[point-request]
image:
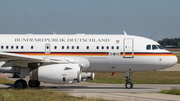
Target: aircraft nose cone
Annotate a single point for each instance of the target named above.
(173, 61)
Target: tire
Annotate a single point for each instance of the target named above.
(20, 84)
(129, 85)
(33, 83)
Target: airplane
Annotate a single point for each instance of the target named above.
(64, 59)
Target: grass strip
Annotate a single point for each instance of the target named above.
(174, 91)
(178, 56)
(155, 77)
(6, 81)
(39, 95)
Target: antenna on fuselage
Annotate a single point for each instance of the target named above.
(125, 33)
(153, 35)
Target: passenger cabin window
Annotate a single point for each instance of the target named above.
(55, 47)
(154, 47)
(47, 47)
(107, 47)
(148, 47)
(102, 47)
(112, 47)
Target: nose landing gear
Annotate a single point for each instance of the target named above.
(128, 84)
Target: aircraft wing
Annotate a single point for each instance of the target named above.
(12, 59)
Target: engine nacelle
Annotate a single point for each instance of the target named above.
(57, 73)
(87, 76)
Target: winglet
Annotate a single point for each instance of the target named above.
(125, 33)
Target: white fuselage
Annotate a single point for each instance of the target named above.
(96, 53)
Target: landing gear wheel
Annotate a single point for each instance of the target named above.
^^^^
▶ **Problem to work on**: Update the listing above by changing every "Annotate a single point" to "Mark one point" and keeping everything else the same. Leave the pictures out of your answer.

▶ **Solution for this exercise**:
[point-request]
image:
Target: aircraft nose cone
Mark one point for each instance of the target named above.
(173, 61)
Target: tire
Mark one point for each instance of the target named above.
(20, 84)
(129, 85)
(33, 83)
Target: airplane
Mark one point for each instance of the target named above.
(64, 59)
Target: grass strip
Mark one point for each instance of the target named above.
(174, 91)
(178, 56)
(155, 77)
(6, 81)
(39, 95)
Target: antenna on fuselage
Mark one point for each instance of the target named above.
(125, 33)
(153, 35)
Target: passenger cabin window
Mark one point for each instance of the target named above.
(55, 47)
(154, 47)
(47, 47)
(107, 47)
(148, 47)
(102, 47)
(112, 47)
Target: nose landing gear
Mark one point for each instance of the target named above.
(128, 84)
Target: aircraft wing
Mark one point for each instance of the target named above.
(12, 59)
Target: engine nacelle
Mark one point for each instance of the target named above.
(57, 73)
(87, 76)
Target: winglet
Mark one point for each instance of the target named above.
(125, 33)
Target: white fuselage
Mark one point for each instance of the target named above.
(96, 53)
Target: landing gear wheel
Mark one point for each instance of the target named above.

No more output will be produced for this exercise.